**Assignment:** Output only how many lines below contain "large".

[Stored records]
──────────────────────────────

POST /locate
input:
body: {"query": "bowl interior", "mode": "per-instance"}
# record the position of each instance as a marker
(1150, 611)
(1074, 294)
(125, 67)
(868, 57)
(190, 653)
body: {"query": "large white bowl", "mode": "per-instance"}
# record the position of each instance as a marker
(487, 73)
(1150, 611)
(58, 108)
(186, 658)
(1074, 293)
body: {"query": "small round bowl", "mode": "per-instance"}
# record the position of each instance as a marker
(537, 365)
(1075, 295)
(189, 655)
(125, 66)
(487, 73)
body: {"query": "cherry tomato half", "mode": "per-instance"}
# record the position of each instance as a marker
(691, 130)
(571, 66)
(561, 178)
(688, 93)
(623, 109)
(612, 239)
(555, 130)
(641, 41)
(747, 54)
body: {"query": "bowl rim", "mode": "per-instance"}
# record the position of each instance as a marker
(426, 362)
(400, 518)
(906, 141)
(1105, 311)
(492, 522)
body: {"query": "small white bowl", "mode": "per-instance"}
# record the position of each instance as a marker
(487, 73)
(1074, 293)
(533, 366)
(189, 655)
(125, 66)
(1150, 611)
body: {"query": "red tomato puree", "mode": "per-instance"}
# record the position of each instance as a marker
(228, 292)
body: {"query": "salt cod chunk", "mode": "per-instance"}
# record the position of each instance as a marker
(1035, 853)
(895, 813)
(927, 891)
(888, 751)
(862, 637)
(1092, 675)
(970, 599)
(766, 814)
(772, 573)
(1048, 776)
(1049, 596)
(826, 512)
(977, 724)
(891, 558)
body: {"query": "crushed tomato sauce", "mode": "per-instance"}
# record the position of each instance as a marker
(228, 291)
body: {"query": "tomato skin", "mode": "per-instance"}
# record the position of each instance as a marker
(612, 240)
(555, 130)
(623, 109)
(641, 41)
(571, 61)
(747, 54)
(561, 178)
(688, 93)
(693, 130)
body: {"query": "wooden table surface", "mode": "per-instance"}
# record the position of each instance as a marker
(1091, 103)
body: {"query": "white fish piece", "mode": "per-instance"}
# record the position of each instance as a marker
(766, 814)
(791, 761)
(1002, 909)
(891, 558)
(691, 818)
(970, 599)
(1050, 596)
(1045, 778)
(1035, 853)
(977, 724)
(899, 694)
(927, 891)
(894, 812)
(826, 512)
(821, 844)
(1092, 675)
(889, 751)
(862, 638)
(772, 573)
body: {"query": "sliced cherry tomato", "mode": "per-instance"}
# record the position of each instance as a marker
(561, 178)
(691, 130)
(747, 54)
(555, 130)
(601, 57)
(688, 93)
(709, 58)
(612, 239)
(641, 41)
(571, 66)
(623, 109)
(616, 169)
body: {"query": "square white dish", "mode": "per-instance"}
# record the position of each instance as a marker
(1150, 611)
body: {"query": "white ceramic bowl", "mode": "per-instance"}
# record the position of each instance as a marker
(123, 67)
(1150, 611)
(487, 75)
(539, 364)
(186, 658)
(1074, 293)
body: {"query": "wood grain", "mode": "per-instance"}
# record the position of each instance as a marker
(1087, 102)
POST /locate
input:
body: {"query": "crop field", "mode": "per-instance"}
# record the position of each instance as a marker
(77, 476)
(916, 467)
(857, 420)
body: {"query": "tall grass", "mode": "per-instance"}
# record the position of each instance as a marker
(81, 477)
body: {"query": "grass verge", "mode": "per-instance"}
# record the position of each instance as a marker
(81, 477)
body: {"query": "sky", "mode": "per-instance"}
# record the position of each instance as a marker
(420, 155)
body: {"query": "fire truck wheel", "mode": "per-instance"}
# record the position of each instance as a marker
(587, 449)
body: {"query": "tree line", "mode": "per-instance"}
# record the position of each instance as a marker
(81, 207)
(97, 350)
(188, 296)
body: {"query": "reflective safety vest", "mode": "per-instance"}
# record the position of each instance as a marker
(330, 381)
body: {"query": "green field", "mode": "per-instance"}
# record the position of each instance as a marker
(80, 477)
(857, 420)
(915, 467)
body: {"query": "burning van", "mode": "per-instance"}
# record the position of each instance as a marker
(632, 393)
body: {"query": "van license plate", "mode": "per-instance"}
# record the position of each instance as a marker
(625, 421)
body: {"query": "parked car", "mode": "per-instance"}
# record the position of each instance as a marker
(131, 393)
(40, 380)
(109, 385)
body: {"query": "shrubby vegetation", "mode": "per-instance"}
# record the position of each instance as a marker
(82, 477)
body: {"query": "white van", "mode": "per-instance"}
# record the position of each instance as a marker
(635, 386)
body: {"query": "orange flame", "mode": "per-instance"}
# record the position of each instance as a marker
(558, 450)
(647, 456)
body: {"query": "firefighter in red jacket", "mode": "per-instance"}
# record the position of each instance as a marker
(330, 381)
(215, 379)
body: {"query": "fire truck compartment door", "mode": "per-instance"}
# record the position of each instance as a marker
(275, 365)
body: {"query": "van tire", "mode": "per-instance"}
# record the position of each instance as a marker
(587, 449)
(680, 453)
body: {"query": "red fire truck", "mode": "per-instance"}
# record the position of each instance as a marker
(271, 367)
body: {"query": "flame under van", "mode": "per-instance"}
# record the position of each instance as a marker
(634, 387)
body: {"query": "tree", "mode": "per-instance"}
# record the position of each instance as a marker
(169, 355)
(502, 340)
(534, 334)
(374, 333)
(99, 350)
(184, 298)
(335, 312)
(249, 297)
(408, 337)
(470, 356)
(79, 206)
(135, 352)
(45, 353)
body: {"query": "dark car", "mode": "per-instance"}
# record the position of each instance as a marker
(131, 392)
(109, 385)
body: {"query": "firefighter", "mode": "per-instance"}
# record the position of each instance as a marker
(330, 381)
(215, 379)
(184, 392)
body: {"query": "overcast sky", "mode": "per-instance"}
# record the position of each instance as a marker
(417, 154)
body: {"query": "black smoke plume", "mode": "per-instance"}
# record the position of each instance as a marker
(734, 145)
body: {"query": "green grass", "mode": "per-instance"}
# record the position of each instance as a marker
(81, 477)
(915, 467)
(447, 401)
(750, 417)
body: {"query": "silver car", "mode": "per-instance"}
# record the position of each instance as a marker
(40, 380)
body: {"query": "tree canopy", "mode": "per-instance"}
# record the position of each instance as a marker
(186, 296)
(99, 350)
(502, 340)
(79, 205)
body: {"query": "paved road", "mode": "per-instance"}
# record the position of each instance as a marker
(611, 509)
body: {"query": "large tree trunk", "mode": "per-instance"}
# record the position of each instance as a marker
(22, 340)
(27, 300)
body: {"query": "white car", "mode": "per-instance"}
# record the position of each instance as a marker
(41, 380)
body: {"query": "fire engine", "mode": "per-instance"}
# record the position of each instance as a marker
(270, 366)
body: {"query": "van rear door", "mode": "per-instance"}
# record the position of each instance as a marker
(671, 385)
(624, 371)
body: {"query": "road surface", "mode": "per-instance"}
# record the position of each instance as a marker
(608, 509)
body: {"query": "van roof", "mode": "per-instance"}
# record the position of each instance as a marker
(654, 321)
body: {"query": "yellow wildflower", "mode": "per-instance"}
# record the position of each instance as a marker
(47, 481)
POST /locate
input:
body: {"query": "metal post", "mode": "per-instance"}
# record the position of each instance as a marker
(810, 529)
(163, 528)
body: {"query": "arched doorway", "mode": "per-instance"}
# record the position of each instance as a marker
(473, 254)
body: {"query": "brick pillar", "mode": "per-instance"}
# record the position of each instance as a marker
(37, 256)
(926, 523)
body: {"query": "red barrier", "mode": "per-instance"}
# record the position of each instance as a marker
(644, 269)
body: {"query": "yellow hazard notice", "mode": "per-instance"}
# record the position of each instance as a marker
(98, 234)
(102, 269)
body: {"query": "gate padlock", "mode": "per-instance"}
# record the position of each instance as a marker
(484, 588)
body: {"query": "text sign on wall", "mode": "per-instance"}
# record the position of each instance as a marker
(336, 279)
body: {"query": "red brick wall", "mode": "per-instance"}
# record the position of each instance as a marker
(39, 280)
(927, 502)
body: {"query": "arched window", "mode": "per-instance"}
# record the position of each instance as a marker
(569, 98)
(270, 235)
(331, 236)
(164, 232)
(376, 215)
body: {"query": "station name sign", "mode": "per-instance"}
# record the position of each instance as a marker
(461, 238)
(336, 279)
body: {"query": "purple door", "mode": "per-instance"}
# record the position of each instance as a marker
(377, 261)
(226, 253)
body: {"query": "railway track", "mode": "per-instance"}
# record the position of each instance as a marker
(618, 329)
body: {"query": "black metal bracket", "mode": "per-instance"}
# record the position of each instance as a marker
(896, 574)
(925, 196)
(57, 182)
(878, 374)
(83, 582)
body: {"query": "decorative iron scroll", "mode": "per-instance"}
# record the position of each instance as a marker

──────────────────────────────

**Response box:** 2